● **Problems to solve**
1. Decide whether each statement below agrees with the Homework 2 text. Answer yes or no for each, and quote the deciding words of the text.
(a) Sample 2 was sourced from a healthy female donor.
(b) Sample 3 was included in Lecture 4.
(c) Sample 1 was sequenced with approximately 35,000 reads per cell.
2. Extend the Homework 2 text on the scRNA-seq pipeline with a few more lines that follow on from its last deliverable.

Homework 2

Homework 2: Parameter Parcheesi

Deadline: Tuesday, Feb 18th 2025 11:59pm

Background

This homework will ask you to to explore the impact of varying steps in the scRNA-seq analysis pipeline (as applied in HW1) on your estimate of cell type composition.

Data

We are using data from HW1 as well as a few more PBMC samples.

Data

Sample 1

This is the same Sample 1 as we used in Lecture 4. Here are some more details:

10k PBMCs from a Healthy Donor (v3 chemistry) Single Cell Gene Expression Dataset by Cell Ranger 3.0.0
Peripheral blood mononuclear cells (PBMCs) from a healthy donor (the same cells were used to generate pbmc_1k_v2, pbmc_10k_v3). PBMCs are primary cells with relatively small amounts of RNA (~1pg RNA/cell).
11,769 cells detected by CellRanger
Sequenced on Illumina NovaSeq with approximately 54,000 reads per cell
10X Genomics web page for this data
pbmc_10k_v3_filtered_feature_bc_matrix.h5

Sample 2

Here are some more details:

20k Human PBMCs, 3’ HT v3.1, Chromium X
Sourced from a healthy female donor
23,837 cells
35,000 reads per cell
link to downlad

Sample 3

This sample was not included in Lecture 4.

Single Cell 3' v2
2,909 cells
115,061 reads per cell
healthy donor
download

Your mission

Analyze the provided data to address the following questions:

You are curious about some of the steps in the processing pipeline. While some seem reasonable, others seem highly arbitrary. How does altering the pipeline impact cell composition estimates? If so, in what ways?
- Specifically, determine how each of the following changes (independently) impacts the estimated cell composition (as applied to Sample 1 data):
  - Don't filter cells based on MT content
  - Don't filter cells based on total counts
  - Don't normalize expression (so skip both sc.pp.normalize_total() and sc.pp.log1p()
  - Don't use PCs for kNN graph
  - Test extreme values of n_pcs (e.g. n_pcs = 3, n_pcs = 50) when computing kNN graph
  - Test extreme values of n_neighbors when computing kNN graph
  - How do each pipeline variant above alter the cell type gene signatures that you defined?
- Deliverables:
  - Efficient visualisation of the cell type proportions across pipeline variant. Ideally the students will use their barplot function and pass it the adatas that result from annotation each of the outcomes of each variation to the pipeline.

● **Provided records**
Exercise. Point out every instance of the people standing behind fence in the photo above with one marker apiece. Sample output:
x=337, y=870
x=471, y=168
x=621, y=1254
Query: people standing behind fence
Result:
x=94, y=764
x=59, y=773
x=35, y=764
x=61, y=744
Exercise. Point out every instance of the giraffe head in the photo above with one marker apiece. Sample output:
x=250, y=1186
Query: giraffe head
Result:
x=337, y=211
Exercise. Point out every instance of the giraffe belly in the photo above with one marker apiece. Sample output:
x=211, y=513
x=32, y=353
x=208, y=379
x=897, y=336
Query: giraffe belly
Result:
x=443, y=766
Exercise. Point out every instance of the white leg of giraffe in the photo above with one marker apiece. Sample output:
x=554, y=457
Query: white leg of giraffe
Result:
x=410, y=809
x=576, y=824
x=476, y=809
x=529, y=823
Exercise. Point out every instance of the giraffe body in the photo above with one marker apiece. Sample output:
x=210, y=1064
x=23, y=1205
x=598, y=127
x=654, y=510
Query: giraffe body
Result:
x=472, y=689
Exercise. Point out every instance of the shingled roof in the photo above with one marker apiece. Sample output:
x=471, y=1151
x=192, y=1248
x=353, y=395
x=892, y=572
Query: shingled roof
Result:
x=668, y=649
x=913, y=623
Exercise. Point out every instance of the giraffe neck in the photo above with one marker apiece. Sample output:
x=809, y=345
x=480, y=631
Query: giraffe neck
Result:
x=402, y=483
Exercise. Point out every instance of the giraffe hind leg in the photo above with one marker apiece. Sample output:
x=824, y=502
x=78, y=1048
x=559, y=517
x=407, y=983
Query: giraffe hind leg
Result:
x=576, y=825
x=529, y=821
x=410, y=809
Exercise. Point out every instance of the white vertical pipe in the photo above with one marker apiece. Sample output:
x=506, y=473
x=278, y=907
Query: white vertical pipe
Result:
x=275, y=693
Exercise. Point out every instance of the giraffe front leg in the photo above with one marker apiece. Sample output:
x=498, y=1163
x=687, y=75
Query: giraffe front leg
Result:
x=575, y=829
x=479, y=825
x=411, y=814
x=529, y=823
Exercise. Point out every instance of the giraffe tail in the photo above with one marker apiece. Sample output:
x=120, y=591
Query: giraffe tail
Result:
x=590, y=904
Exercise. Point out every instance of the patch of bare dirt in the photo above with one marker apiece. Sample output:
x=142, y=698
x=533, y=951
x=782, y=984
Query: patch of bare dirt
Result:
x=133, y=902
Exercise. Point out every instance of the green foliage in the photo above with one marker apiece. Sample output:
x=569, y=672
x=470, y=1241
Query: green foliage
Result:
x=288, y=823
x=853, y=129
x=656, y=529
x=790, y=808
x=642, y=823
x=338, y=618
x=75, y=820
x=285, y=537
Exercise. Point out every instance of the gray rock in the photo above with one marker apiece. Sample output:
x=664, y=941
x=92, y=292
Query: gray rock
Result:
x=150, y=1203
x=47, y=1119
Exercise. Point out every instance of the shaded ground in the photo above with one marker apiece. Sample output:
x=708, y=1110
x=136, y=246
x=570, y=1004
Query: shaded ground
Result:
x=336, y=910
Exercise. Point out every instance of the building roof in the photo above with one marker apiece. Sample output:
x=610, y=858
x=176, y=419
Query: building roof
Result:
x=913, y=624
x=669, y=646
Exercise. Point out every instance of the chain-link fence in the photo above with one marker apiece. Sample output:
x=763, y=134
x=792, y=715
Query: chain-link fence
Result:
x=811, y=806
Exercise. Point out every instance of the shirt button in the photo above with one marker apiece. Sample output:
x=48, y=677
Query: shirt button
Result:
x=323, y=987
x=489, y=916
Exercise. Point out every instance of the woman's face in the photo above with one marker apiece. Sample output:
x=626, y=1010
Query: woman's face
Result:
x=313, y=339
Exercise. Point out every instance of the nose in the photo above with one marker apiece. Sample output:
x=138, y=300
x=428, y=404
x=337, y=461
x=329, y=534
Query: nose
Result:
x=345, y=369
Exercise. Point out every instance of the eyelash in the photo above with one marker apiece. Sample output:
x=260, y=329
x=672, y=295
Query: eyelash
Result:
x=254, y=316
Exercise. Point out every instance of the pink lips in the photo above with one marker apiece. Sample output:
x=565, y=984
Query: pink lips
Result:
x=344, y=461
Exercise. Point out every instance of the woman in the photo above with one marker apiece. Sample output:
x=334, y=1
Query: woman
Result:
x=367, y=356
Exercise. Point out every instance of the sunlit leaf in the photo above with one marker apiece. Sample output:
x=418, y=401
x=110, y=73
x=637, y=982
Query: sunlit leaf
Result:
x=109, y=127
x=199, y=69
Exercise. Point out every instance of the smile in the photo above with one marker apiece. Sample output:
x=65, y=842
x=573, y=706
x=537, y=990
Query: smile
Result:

● **Results**
1.
(a) Yes: "Sourced from a healthy female donor"
(b) No: "This sample was not included in Lecture 4."
(c) No: "Sequenced on Illumina NovaSeq with approximately 54,000 reads per cell"

2.
  - Written summary detailing effect of each change to the pipeline and an explanation (or speculation) for this result.
To what extent do cell type compositions (as estimated by scRNA-seq) vary between samples? From your work on qustion 1 above, you have arrived at an opinion as to the best pipeline. Apply that to pipeline the additional two PBMC samples (i.e. Sample 2 and Sample 3). Compare all three to the proportion estimates from the literature (see HW1). Do you think that the variation that you observe in the scRNAseq-based estimates primarily reflect real biological variation, or do they reflect technical variation due to the vicissitudes of scRNAseq data generation and analysis?
- Deliverables:
  - stacked barplots showing cell type compositions across samples and literature
  - Written answer to questions about source of variation plus justification.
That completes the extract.